- _Work instructions_
Beginning at the line that contains "Can you find the monkey's hand" and continuing through the end of the items, rewrite those lines with "long white tail" replaced by "long pale tail", changing nothing else.

- _Data rows_
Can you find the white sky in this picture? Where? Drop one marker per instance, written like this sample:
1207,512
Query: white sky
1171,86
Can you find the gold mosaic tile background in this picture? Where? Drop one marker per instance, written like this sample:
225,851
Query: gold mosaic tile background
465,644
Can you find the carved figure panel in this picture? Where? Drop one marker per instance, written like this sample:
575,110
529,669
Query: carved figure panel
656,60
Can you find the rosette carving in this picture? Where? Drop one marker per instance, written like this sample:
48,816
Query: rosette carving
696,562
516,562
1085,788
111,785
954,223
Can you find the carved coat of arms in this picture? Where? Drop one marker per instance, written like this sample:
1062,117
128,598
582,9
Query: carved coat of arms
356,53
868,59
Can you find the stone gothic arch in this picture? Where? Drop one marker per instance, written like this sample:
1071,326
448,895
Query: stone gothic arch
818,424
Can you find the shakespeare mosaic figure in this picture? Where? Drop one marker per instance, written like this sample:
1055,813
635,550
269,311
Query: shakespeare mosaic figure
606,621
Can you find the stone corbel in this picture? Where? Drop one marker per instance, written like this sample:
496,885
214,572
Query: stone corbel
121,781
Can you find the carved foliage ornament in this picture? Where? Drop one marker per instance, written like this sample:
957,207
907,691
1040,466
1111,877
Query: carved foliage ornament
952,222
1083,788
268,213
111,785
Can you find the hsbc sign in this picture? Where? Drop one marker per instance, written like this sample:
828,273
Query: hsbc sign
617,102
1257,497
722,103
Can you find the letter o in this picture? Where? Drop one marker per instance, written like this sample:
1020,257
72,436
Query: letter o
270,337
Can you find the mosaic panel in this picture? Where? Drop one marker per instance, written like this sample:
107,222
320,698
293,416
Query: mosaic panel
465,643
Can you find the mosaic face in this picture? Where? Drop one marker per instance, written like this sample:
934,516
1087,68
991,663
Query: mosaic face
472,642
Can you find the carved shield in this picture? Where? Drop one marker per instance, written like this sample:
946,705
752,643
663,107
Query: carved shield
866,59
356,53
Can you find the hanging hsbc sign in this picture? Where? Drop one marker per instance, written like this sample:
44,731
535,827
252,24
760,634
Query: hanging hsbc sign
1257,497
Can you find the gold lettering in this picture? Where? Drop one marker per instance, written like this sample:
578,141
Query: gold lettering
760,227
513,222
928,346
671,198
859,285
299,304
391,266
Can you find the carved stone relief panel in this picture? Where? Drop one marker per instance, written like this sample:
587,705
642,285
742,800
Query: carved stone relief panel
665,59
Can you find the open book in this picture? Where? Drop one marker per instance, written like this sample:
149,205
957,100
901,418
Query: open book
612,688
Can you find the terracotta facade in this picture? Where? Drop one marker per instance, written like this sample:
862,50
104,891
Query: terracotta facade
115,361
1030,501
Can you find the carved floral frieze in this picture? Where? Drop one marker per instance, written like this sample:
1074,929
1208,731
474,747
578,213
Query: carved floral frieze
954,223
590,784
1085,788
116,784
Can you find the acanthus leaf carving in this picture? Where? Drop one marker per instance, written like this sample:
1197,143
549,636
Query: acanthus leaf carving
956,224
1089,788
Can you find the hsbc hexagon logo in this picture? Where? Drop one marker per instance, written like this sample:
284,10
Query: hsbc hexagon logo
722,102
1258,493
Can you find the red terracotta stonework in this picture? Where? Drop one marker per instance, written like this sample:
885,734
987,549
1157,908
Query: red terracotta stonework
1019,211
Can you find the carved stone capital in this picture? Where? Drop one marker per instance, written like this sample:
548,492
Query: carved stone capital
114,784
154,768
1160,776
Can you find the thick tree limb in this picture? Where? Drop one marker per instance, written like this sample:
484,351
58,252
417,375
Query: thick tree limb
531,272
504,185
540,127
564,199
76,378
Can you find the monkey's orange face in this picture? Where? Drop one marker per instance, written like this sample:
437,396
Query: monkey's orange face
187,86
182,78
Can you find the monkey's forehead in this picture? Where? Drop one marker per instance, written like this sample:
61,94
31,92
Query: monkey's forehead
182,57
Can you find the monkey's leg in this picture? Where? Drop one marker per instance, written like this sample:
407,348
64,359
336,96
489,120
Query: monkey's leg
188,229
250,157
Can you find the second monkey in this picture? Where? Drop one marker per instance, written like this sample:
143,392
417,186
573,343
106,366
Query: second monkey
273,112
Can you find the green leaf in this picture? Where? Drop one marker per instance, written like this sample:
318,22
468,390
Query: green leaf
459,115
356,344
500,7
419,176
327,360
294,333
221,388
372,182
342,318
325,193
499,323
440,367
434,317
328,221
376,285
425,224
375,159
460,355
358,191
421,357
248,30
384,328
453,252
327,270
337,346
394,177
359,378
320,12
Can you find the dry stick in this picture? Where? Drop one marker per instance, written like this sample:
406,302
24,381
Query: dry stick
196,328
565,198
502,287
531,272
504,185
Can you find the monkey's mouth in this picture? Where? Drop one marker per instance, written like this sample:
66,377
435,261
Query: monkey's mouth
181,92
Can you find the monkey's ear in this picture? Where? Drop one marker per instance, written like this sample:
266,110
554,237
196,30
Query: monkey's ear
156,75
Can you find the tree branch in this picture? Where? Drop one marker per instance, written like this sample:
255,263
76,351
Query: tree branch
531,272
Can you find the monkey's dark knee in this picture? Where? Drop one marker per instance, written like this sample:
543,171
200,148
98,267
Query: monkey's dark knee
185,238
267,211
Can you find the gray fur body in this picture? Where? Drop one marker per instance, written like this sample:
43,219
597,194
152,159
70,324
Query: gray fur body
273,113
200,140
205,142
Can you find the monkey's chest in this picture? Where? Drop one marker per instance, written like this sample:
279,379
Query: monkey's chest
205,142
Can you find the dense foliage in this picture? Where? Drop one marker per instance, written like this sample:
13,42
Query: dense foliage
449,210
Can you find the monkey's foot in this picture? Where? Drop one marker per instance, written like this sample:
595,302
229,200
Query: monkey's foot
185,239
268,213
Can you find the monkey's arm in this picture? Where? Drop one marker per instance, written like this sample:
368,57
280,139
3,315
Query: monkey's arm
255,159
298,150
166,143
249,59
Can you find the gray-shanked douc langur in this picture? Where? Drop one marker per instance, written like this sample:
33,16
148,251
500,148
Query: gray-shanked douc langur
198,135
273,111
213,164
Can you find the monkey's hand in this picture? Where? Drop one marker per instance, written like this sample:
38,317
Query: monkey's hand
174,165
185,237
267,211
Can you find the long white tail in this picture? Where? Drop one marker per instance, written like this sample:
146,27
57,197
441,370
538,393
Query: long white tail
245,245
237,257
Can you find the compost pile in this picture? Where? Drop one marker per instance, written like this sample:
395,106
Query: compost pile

- _Solution to the exercise_
Can you find the monkey's hand in this picture? Where? Drop one marker per instance, written like this sample:
38,317
Query: monkey's hand
174,165
185,237
267,211
Can you find the long pale tail in this picture? Where? Drop one marker per instance, written like this sample:
146,27
57,197
441,370
538,393
Query: long pale tail
245,245
237,257
Can you find the compost pile in this picture? Where? Drop one marker per instance, written like this sample:
395,106
Query: compost pile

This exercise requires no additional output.